### Region pointing data
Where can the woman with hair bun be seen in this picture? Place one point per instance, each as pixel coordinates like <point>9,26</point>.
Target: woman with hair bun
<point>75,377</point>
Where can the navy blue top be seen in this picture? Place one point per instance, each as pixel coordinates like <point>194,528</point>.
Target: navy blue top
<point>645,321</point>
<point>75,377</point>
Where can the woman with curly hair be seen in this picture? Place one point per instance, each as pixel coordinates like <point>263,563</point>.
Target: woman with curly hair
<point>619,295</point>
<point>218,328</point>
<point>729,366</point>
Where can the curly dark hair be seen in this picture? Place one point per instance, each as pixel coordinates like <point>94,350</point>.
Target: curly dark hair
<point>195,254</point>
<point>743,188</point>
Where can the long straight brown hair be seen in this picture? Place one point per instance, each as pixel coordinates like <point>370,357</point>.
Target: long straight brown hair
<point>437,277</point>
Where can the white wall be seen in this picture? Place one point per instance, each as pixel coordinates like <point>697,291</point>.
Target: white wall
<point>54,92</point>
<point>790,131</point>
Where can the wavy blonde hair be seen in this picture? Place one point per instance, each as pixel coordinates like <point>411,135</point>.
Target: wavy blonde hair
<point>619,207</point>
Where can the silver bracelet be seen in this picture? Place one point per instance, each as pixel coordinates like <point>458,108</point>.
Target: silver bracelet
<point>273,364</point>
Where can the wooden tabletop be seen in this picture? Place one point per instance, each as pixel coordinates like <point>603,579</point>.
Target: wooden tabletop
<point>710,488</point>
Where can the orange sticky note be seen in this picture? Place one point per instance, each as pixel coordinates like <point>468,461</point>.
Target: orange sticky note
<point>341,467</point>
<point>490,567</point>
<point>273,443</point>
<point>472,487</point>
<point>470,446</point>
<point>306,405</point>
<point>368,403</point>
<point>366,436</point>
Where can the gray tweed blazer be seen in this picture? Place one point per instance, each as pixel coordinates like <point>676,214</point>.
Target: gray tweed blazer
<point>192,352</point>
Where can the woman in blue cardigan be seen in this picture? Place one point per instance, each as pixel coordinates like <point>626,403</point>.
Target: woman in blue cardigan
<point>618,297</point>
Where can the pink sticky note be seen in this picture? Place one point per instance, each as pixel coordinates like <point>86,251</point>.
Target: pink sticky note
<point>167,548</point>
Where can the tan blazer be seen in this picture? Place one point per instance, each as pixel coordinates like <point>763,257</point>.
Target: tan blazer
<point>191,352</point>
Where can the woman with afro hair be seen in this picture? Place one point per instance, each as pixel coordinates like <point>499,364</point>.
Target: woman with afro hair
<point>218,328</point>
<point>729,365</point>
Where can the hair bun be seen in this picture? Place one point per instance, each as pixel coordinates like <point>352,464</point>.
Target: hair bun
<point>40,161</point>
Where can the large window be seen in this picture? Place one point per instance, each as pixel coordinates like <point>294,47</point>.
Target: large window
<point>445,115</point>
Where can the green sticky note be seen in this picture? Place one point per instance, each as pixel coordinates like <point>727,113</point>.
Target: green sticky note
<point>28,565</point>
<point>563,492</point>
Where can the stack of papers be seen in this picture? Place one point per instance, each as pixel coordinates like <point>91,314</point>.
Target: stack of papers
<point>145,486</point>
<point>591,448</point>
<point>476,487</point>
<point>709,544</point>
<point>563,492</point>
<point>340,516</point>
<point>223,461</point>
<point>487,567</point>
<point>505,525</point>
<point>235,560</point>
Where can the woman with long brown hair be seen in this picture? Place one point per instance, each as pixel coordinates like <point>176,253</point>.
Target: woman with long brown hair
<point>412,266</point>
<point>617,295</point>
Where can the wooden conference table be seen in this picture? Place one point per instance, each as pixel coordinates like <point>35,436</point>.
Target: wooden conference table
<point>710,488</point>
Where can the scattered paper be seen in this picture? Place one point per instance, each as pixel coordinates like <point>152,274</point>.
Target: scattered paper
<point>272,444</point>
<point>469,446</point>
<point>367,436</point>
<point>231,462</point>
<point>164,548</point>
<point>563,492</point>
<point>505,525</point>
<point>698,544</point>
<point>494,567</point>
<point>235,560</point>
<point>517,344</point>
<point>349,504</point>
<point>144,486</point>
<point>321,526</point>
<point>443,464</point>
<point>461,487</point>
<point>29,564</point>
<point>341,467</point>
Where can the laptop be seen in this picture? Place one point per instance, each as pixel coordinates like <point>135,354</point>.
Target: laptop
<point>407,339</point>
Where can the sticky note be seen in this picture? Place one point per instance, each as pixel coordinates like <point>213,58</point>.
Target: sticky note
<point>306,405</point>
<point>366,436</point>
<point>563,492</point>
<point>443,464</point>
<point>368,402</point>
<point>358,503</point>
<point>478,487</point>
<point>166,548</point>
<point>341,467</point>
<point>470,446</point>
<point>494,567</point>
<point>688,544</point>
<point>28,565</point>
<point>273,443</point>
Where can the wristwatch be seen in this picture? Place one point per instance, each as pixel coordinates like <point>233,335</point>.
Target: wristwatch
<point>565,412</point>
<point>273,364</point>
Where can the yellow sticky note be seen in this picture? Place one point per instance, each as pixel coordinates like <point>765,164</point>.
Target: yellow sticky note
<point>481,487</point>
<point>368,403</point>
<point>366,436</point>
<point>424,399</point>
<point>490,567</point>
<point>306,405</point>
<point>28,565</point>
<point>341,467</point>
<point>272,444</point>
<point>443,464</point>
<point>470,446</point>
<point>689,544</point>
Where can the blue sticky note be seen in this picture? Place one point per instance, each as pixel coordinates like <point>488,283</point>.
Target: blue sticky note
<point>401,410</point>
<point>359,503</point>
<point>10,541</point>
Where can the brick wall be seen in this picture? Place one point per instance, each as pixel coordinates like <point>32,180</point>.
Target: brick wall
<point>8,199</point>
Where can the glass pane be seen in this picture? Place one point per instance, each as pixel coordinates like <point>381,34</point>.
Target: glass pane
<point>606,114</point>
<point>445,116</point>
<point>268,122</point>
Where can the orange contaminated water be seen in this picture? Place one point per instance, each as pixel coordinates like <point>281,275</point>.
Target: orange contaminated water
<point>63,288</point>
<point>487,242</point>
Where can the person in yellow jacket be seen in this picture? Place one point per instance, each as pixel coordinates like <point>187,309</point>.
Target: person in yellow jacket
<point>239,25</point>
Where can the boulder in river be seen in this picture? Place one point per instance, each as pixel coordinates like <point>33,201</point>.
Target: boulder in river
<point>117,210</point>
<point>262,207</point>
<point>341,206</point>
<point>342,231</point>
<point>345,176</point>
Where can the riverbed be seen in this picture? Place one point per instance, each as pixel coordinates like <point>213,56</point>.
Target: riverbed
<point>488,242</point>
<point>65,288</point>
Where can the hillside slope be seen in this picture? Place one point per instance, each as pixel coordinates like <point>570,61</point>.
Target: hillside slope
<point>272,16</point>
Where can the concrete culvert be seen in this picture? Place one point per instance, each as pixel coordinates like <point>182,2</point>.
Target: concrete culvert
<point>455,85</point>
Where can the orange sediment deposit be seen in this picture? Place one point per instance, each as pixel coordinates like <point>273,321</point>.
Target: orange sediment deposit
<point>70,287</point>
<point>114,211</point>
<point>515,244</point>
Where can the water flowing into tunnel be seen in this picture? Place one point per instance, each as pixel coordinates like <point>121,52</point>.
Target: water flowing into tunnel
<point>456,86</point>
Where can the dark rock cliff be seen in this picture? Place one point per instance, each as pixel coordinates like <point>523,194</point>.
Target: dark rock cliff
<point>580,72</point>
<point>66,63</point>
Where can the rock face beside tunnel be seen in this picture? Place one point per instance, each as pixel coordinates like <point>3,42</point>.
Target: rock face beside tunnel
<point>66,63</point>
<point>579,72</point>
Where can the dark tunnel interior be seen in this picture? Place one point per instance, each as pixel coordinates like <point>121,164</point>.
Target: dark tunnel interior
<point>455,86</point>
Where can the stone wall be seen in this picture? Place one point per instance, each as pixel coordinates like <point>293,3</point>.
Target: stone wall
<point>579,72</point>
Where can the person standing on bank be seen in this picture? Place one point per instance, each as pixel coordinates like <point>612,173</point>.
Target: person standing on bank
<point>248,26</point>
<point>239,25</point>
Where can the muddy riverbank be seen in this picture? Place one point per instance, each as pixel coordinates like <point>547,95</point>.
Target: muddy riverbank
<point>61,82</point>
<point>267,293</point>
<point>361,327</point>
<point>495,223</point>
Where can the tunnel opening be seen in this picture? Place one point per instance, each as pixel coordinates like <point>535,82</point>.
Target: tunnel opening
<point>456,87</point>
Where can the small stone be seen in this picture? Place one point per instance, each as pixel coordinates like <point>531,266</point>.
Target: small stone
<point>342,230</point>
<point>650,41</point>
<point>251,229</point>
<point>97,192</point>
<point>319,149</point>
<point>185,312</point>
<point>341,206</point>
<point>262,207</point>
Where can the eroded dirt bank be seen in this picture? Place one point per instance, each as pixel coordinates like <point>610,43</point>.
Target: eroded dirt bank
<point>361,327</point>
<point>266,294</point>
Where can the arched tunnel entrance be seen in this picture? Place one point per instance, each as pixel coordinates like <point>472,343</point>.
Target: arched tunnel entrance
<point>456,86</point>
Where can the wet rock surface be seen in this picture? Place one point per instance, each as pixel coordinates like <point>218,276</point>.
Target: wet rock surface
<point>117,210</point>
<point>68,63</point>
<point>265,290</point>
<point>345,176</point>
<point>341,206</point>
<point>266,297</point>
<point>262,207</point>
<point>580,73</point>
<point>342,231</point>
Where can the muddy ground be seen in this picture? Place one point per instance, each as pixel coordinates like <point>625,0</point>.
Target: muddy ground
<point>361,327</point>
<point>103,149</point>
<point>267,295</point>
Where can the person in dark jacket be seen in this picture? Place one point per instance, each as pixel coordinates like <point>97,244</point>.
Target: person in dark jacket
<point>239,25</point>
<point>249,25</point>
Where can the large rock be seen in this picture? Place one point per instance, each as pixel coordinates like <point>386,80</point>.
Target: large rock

### AIM OF THE TASK
Reproduce the lines above, beginning at the line with "Where can the wooden conference" and stopping after the line with "Where can the scattered", exactly as they are.

### EXPECTED ANSWER
Where can the wooden conference table be seen in this picture? Place one point per instance, each as pixel coordinates like <point>35,436</point>.
Target: wooden conference table
<point>710,488</point>
Where can the scattered paper be seen in this picture? Place one point per instance, each as pixel coordinates like <point>152,274</point>.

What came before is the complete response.